§ Information supplied:
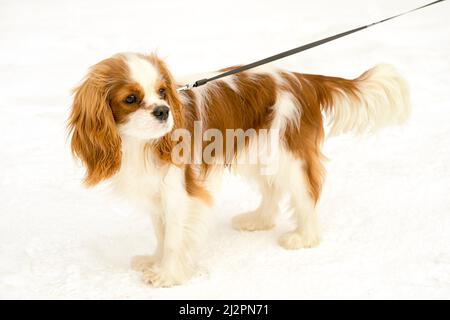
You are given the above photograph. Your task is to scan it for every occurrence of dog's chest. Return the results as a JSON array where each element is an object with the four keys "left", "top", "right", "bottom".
[{"left": 111, "top": 139, "right": 167, "bottom": 203}]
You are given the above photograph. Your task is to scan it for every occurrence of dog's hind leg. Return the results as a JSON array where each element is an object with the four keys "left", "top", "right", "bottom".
[
  {"left": 278, "top": 195, "right": 320, "bottom": 250},
  {"left": 278, "top": 156, "right": 322, "bottom": 250},
  {"left": 232, "top": 177, "right": 282, "bottom": 232}
]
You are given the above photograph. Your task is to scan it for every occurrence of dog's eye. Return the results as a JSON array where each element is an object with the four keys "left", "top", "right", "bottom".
[
  {"left": 158, "top": 88, "right": 166, "bottom": 98},
  {"left": 124, "top": 95, "right": 137, "bottom": 104}
]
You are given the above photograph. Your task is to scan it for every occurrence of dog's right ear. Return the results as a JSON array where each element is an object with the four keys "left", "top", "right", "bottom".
[{"left": 68, "top": 63, "right": 122, "bottom": 186}]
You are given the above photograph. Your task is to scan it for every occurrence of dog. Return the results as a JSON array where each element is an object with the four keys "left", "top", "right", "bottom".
[{"left": 68, "top": 52, "right": 410, "bottom": 287}]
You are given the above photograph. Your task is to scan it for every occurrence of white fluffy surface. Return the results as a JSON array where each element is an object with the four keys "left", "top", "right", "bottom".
[{"left": 0, "top": 0, "right": 449, "bottom": 299}]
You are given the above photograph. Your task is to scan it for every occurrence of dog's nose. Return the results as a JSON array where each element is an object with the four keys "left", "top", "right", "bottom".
[{"left": 152, "top": 105, "right": 170, "bottom": 121}]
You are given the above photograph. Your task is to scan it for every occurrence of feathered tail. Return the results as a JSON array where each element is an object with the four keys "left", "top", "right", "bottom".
[{"left": 299, "top": 65, "right": 411, "bottom": 136}]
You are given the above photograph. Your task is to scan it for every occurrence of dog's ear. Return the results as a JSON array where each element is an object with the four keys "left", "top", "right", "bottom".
[{"left": 68, "top": 62, "right": 122, "bottom": 186}]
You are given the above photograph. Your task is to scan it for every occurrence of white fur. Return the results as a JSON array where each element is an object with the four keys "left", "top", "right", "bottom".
[
  {"left": 221, "top": 76, "right": 239, "bottom": 92},
  {"left": 118, "top": 108, "right": 173, "bottom": 140},
  {"left": 326, "top": 64, "right": 411, "bottom": 136},
  {"left": 126, "top": 54, "right": 160, "bottom": 106},
  {"left": 111, "top": 136, "right": 166, "bottom": 203},
  {"left": 271, "top": 91, "right": 301, "bottom": 132}
]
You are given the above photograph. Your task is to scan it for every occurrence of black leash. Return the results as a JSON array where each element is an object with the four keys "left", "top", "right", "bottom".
[{"left": 177, "top": 0, "right": 446, "bottom": 92}]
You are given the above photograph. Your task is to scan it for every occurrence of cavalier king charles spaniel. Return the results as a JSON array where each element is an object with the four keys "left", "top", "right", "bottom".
[{"left": 68, "top": 53, "right": 410, "bottom": 287}]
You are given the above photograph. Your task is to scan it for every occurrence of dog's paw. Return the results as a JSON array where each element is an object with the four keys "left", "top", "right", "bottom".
[
  {"left": 131, "top": 255, "right": 159, "bottom": 272},
  {"left": 232, "top": 211, "right": 274, "bottom": 232},
  {"left": 278, "top": 231, "right": 320, "bottom": 250},
  {"left": 142, "top": 265, "right": 187, "bottom": 288}
]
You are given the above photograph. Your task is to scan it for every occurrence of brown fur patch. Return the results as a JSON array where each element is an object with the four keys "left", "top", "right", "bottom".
[
  {"left": 281, "top": 71, "right": 361, "bottom": 202},
  {"left": 110, "top": 83, "right": 145, "bottom": 124},
  {"left": 179, "top": 73, "right": 277, "bottom": 165},
  {"left": 175, "top": 72, "right": 278, "bottom": 203},
  {"left": 68, "top": 55, "right": 128, "bottom": 186},
  {"left": 184, "top": 165, "right": 213, "bottom": 206}
]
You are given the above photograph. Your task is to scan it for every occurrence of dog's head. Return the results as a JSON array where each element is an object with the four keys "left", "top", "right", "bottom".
[{"left": 68, "top": 53, "right": 183, "bottom": 186}]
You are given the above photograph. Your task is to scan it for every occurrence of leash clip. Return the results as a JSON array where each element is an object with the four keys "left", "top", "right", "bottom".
[
  {"left": 177, "top": 79, "right": 209, "bottom": 92},
  {"left": 177, "top": 83, "right": 195, "bottom": 92}
]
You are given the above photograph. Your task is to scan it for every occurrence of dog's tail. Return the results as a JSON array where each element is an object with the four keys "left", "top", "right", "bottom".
[{"left": 297, "top": 65, "right": 411, "bottom": 136}]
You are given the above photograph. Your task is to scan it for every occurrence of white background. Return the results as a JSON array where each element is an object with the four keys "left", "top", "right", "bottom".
[{"left": 0, "top": 0, "right": 449, "bottom": 299}]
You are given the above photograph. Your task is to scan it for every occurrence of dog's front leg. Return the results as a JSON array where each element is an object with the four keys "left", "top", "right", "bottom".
[
  {"left": 131, "top": 200, "right": 165, "bottom": 272},
  {"left": 142, "top": 166, "right": 209, "bottom": 287}
]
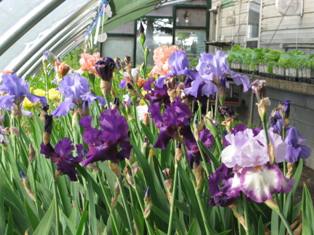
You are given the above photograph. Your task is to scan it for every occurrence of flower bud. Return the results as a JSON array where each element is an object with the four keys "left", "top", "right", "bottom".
[
  {"left": 148, "top": 148, "right": 155, "bottom": 158},
  {"left": 28, "top": 144, "right": 35, "bottom": 162},
  {"left": 193, "top": 163, "right": 203, "bottom": 191},
  {"left": 228, "top": 203, "right": 248, "bottom": 232},
  {"left": 143, "top": 113, "right": 149, "bottom": 126},
  {"left": 222, "top": 117, "right": 234, "bottom": 133},
  {"left": 164, "top": 179, "right": 173, "bottom": 203},
  {"left": 125, "top": 169, "right": 134, "bottom": 187},
  {"left": 109, "top": 162, "right": 121, "bottom": 177},
  {"left": 20, "top": 171, "right": 36, "bottom": 201},
  {"left": 138, "top": 22, "right": 146, "bottom": 47},
  {"left": 251, "top": 80, "right": 266, "bottom": 100},
  {"left": 175, "top": 145, "right": 182, "bottom": 162},
  {"left": 111, "top": 181, "right": 121, "bottom": 207},
  {"left": 257, "top": 97, "right": 271, "bottom": 120},
  {"left": 144, "top": 187, "right": 152, "bottom": 218},
  {"left": 55, "top": 61, "right": 70, "bottom": 80},
  {"left": 265, "top": 199, "right": 279, "bottom": 212},
  {"left": 286, "top": 162, "right": 294, "bottom": 179},
  {"left": 95, "top": 57, "right": 115, "bottom": 81}
]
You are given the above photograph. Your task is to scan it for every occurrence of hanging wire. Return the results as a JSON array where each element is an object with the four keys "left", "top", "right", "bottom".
[{"left": 84, "top": 0, "right": 110, "bottom": 50}]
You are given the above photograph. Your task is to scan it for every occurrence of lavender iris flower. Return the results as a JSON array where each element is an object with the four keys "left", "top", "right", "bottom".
[
  {"left": 285, "top": 127, "right": 311, "bottom": 163},
  {"left": 222, "top": 128, "right": 287, "bottom": 168},
  {"left": 185, "top": 51, "right": 250, "bottom": 98},
  {"left": 80, "top": 108, "right": 131, "bottom": 166},
  {"left": 0, "top": 73, "right": 47, "bottom": 112},
  {"left": 40, "top": 138, "right": 83, "bottom": 181},
  {"left": 150, "top": 98, "right": 192, "bottom": 149},
  {"left": 184, "top": 70, "right": 217, "bottom": 97},
  {"left": 168, "top": 50, "right": 189, "bottom": 76},
  {"left": 52, "top": 73, "right": 104, "bottom": 117}
]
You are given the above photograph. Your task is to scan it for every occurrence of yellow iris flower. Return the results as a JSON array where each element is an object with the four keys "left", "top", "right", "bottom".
[{"left": 23, "top": 88, "right": 61, "bottom": 110}]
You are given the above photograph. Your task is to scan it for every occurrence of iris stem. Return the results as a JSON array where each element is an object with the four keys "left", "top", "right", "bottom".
[
  {"left": 98, "top": 176, "right": 119, "bottom": 234},
  {"left": 214, "top": 93, "right": 219, "bottom": 121},
  {"left": 192, "top": 180, "right": 212, "bottom": 234},
  {"left": 276, "top": 209, "right": 293, "bottom": 235},
  {"left": 117, "top": 177, "right": 133, "bottom": 234},
  {"left": 167, "top": 159, "right": 179, "bottom": 235},
  {"left": 51, "top": 163, "right": 60, "bottom": 235},
  {"left": 132, "top": 183, "right": 154, "bottom": 235},
  {"left": 266, "top": 199, "right": 293, "bottom": 235}
]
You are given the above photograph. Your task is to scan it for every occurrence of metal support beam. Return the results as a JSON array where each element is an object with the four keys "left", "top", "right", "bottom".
[
  {"left": 17, "top": 20, "right": 90, "bottom": 76},
  {"left": 0, "top": 0, "right": 66, "bottom": 56},
  {"left": 22, "top": 34, "right": 84, "bottom": 77},
  {"left": 4, "top": 0, "right": 98, "bottom": 73}
]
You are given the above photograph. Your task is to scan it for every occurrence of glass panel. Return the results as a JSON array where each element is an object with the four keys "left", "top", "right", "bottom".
[
  {"left": 175, "top": 29, "right": 206, "bottom": 57},
  {"left": 0, "top": 0, "right": 91, "bottom": 70},
  {"left": 108, "top": 21, "right": 135, "bottom": 34},
  {"left": 248, "top": 1, "right": 260, "bottom": 38},
  {"left": 103, "top": 36, "right": 134, "bottom": 61},
  {"left": 175, "top": 8, "right": 206, "bottom": 28},
  {"left": 136, "top": 17, "right": 173, "bottom": 65},
  {"left": 0, "top": 0, "right": 43, "bottom": 33}
]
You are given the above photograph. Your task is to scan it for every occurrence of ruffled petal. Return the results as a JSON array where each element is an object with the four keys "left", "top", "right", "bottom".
[
  {"left": 240, "top": 165, "right": 293, "bottom": 203},
  {"left": 52, "top": 98, "right": 75, "bottom": 117},
  {"left": 0, "top": 95, "right": 15, "bottom": 110},
  {"left": 26, "top": 93, "right": 47, "bottom": 106}
]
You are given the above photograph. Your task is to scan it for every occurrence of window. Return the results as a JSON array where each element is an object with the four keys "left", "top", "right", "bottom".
[
  {"left": 247, "top": 1, "right": 260, "bottom": 39},
  {"left": 102, "top": 22, "right": 136, "bottom": 64},
  {"left": 136, "top": 17, "right": 173, "bottom": 65},
  {"left": 174, "top": 6, "right": 208, "bottom": 57},
  {"left": 175, "top": 29, "right": 206, "bottom": 56}
]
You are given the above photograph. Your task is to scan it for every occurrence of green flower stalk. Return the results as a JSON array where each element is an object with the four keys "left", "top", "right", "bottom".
[
  {"left": 167, "top": 144, "right": 181, "bottom": 235},
  {"left": 265, "top": 199, "right": 294, "bottom": 235}
]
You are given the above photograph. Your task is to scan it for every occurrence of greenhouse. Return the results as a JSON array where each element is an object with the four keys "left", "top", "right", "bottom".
[{"left": 1, "top": 0, "right": 314, "bottom": 234}]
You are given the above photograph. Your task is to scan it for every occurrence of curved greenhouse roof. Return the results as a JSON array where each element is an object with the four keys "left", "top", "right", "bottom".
[{"left": 0, "top": 0, "right": 188, "bottom": 76}]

§ Exercise: All that should be returned is the run of lines from the one with "of green flower" to the last line of the material above, copied exactly.

§ Exercise answer:
You are given the above photograph. Your task is to scan it for every occurrence of green flower stalk. Return the results as a JSON array where each element is an object with the four keys "left", "top", "right", "bottom".
[
  {"left": 167, "top": 144, "right": 181, "bottom": 235},
  {"left": 265, "top": 199, "right": 294, "bottom": 235}
]
You are given the above photograph. Your task is to scan it for every occurrence of greenhouse. Return the results as a JSON array where each element is an object with the four keys "left", "top", "right", "bottom".
[{"left": 1, "top": 0, "right": 314, "bottom": 234}]
You are given the above photograph. Your task is to scan it for every occurrence of curved greenhouse roof. Return the results as a JSON array where each element is an object with the four keys "left", "top", "right", "bottom".
[{"left": 0, "top": 0, "right": 188, "bottom": 76}]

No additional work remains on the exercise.